# DOCUMENT TEXT
------------------------------------------------------------

Step 19: a growing pool of ideas and co-creation

Step 19 is all about green shoots of recovery here in Europe.

Here is a question to begin with. It might take you a bit of time to think about:

—> With or without thinking about the input from steps 1 to 18 (however you prefer!), how would you go about helping our continent to regenerate its relationships between humans and non-humans, so that we can all be more of an inter-species jazz band and less of a preconceived product of unilateral human control?

Take your time! You might want to make a note of your answers.

The middle part of this step is then going to look back on some ideas that some of the authors referenced have come up with. Then, the final part of this step is going to ask you to weave together your answers to the above question and any ideas from this summary that you liked.

In terms of ideas that have already been put forward, it is probably worth reminding ourselves not to take ourselves too seriously in this step. We have known since step 8, if not before, that we humans aren’t clever enough to exercise unilateral control of the world responsibly. This means that whatever we may come up with now, both from our own ideas and from the work of other humans, we are probably going to want to take with a pinch of salt: if we are serious about learning from Viola Cordova’s ripples in a pond analogy, we can’t expect just to make our own concentric circles.

Can you remember where to go if you need exact references? Step 1 and step 2 will tell you where they are.

------------------------------------------------------------

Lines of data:
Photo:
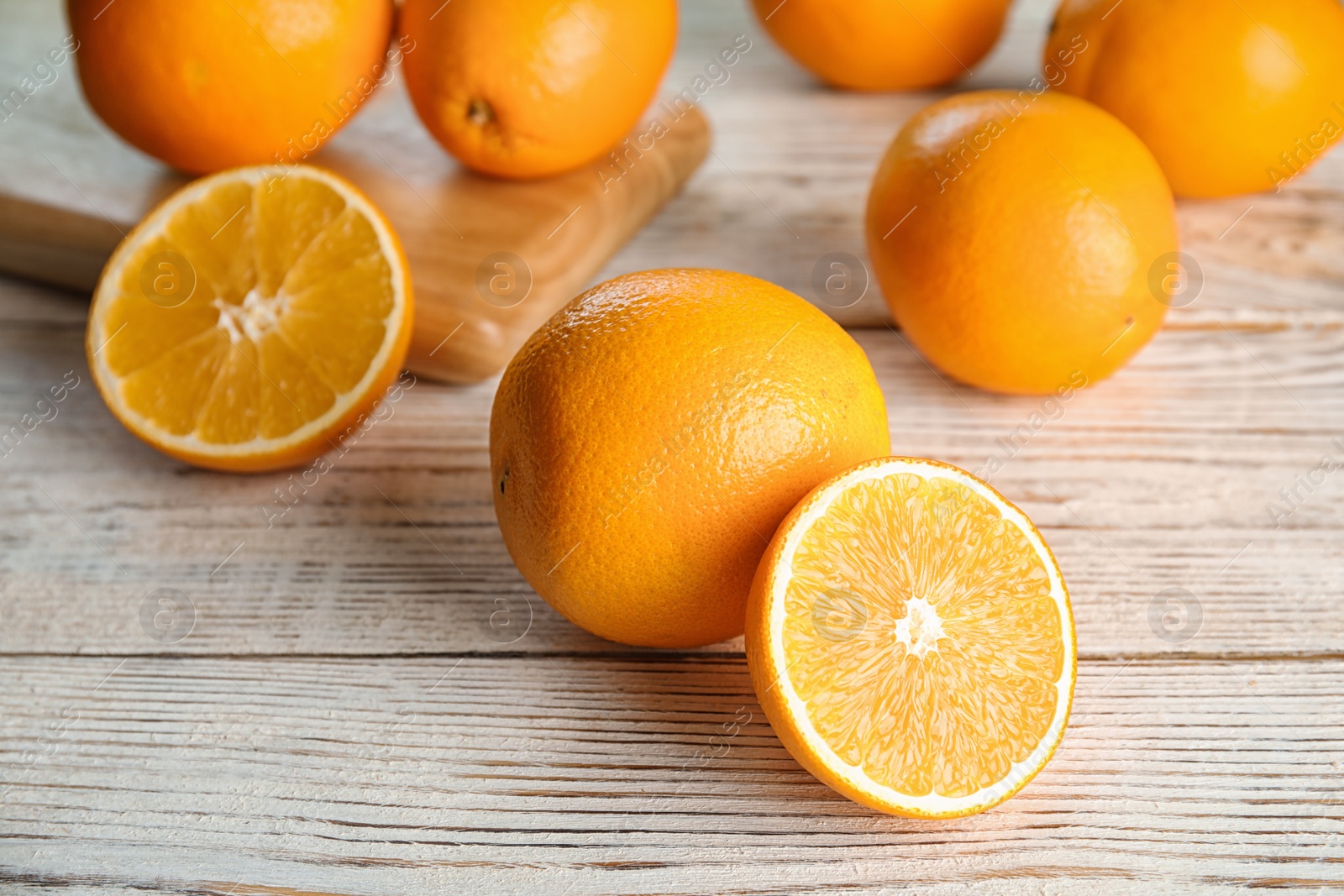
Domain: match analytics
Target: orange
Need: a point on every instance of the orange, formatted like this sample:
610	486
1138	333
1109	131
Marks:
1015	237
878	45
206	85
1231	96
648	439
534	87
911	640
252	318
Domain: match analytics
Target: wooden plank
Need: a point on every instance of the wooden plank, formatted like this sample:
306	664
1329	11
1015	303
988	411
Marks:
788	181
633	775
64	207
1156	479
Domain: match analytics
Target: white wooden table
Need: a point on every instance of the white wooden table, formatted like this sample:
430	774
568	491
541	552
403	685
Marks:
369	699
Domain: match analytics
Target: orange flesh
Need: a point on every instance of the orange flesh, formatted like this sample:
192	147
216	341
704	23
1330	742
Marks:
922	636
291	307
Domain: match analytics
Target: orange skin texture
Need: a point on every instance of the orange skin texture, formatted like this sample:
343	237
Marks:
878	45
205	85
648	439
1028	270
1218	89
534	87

------------------------------------------------------------

# REQUIRED WORK
1 > Write out the Step 19 passage between "Step 19 is all" and "of your answers.", inclusive.
2 > Extend the Step 19 passage by writing what follows its last sentence.

# PER-TASK OUTPUTS
1 >
Step 19 is all about green shoots of recovery here in Europe.

Here is a question to begin with. It might take you a bit of time to think about:

—> With or without thinking about the input from steps 1 to 18 (however you prefer!), how would you go about helping our continent to regenerate its relationships between humans and non-humans, so that we can all be more of an inter-species jazz band and less of a preconceived product of unilateral human control?

Take your time! You might want to make a note of your answers.

2 >
Starting with what we are used to in the contemporary West - with a representationalist paradigm, which first and foremost looks at the already existing, and not too much at shared becoming as yet - a few of our existing practices have shown themselves to be potential stumbling blocks to our letting go of our unilateral control. These would be practices that we might want to reconsider. Let’s have a look at some of these:

Firstly, there was our tendency to leave questions of relationship and of shared meanings out of the equation when we relate to non-humans, especially (but not exclusively) in scientific contexts. Since Descartes’ and Boyle’s day, we have tended to have a narrower conception of science than, say, Gregory Cajete puts forward in his work. We have tended to see science as something which happens under reproducible conditions imposed by us, rather than as something that is open to surprises in relationship. If Robin Wall Kimmerer’s postgraduate student had restricted herself just to the former, all she would have had at the end of her project is statistics. The stats would almost certainly have been as correct as they are now, but she would have missed the rest.

A second potential stumbling block was our tendency to concentrate on perceived similarities between ourselves and others: we make monkeys take the mirror test to see if they know the difference between their own bodies and someone else’s, and we forget that they never seem to bite their own feet when they playfight and tie their long limbs into knots with those belonging to other monkeys. While we need some form of similarity that we share with another creature to start getting to know each other (maybe with a monkey, a shared enjoyment of eating fruit), we are not going to extend our comfort zone much if we just look at what we can already recognise. The more we make room for the “other” to be different from the way we are - especially in unexpected ways - the more we are going to be able to learn to relate to each other.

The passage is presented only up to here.